§ Exercise task
Copy out each of the following rows verbatim, from first to last.

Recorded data
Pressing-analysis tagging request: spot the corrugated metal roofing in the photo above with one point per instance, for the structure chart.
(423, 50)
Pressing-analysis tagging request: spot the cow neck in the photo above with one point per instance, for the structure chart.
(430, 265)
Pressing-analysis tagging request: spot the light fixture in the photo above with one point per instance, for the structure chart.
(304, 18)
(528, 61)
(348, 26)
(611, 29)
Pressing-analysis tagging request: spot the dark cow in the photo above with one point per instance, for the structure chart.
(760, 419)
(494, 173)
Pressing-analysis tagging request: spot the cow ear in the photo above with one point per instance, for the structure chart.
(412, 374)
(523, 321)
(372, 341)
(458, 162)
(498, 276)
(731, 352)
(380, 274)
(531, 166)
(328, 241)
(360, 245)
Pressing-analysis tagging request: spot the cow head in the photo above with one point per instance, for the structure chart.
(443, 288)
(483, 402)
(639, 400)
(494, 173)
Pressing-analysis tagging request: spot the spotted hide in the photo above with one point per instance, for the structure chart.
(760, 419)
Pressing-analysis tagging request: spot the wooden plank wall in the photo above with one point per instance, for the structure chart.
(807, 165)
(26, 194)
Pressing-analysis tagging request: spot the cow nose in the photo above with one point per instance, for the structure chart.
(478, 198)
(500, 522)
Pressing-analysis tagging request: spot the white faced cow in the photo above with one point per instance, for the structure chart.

§ Correct output
Pressing-analysis tagging request: spot the corrugated metal roofing in the photo above with one point per instance, for the structure chart.
(423, 50)
Pressing-analysis tagging request: spot the cow neck in the photo above with one point per instance, for the structure chart.
(430, 265)
Pressing-analysis tagging request: spot the light fixture in the photo above with one point per instance, for the structure chart.
(304, 18)
(528, 61)
(348, 26)
(611, 29)
Pressing-analysis tagging request: spot the dark cow in the photo above with one point per instance, for the structure chart.
(760, 419)
(494, 173)
Pressing-analysis tagging request: spot the cow ear in the photo above with one point per instance, for the structure chart.
(412, 374)
(523, 321)
(372, 341)
(458, 162)
(498, 276)
(731, 352)
(380, 274)
(531, 166)
(328, 241)
(360, 245)
Pressing-analysis tagging request: spot the cow head in the photo above with one point per instance, for the structure chart.
(443, 288)
(483, 402)
(639, 400)
(494, 173)
Pressing-analysis tagging request: spot the spotted hide in the photo above with one point per instance, for the structure chart.
(760, 419)
Pressing-analysis tagging request: spot the wooden plank wall in the photo above with one point per instance, for the structure chart.
(807, 165)
(26, 194)
Pressing-analysis tagging request: spot the cow nose in the photo above with one point per instance, for the structure chart.
(478, 198)
(500, 522)
Pressing-analysis tagging request: spot the white faced cow in the photo above with one point per instance, for the structure chart.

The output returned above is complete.